== Segment start ==

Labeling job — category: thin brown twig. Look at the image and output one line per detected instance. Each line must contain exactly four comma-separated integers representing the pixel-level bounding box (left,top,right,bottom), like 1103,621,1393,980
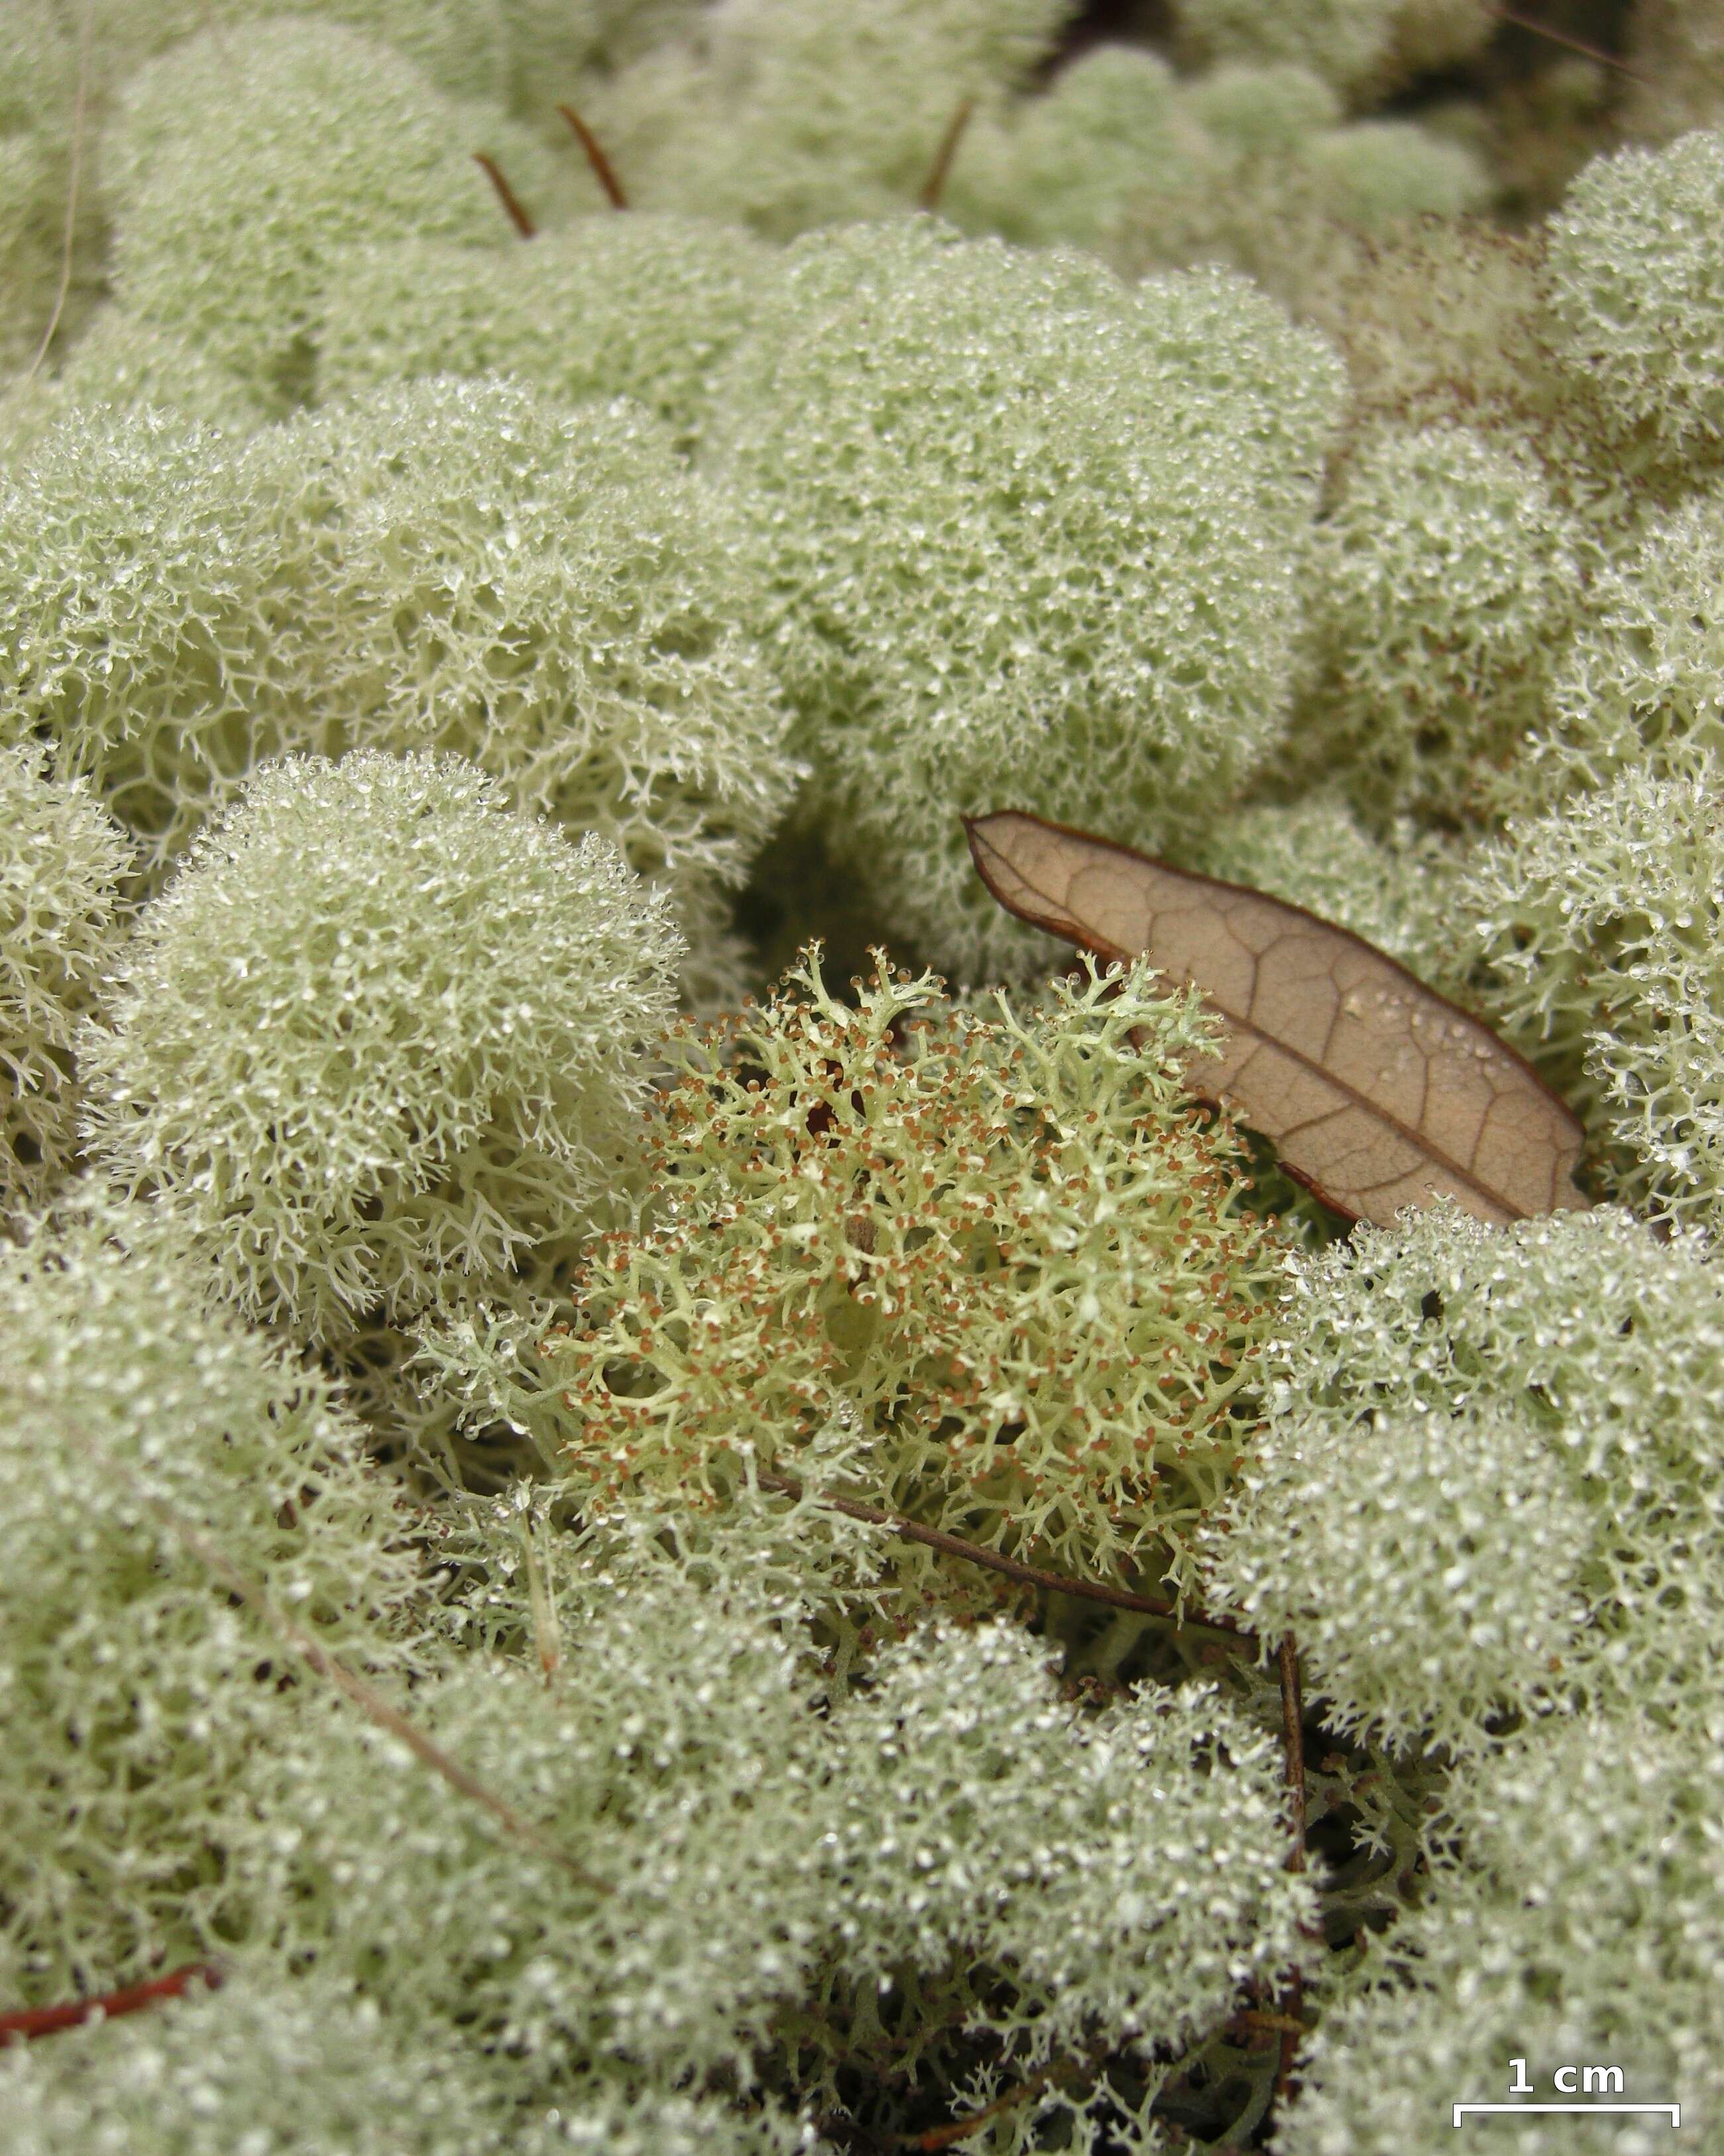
472,152,537,238
113,1481,606,1893
1,1962,225,2044
899,2062,1057,2149
557,103,629,209
175,1508,602,1886
1277,1976,1310,2101
26,0,93,379
1279,1634,1307,1861
1237,2007,1311,2038
917,97,974,213
1491,5,1649,83
1275,1632,1309,2104
755,1473,1257,1642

== Segment end ==

[WHAT TO WORK ON]
Give back every record above word for word; the pictures have no place in it.

[ANSWER]
Labeling job — category: thin brown twig. Look at the image and output one line per detected instance. Each line must contain exactly four comma-separated integers representing the pixel-level bounding box (left,top,right,bottom), like 1103,621,1393,980
472,152,537,238
113,1481,606,1893
1,1962,225,2044
899,2062,1057,2149
557,103,629,209
175,1508,602,1886
1277,1976,1310,2101
26,0,93,379
1279,1634,1307,1861
1237,2007,1311,2038
917,97,974,213
1491,5,1649,83
1275,1632,1309,2104
755,1473,1257,1642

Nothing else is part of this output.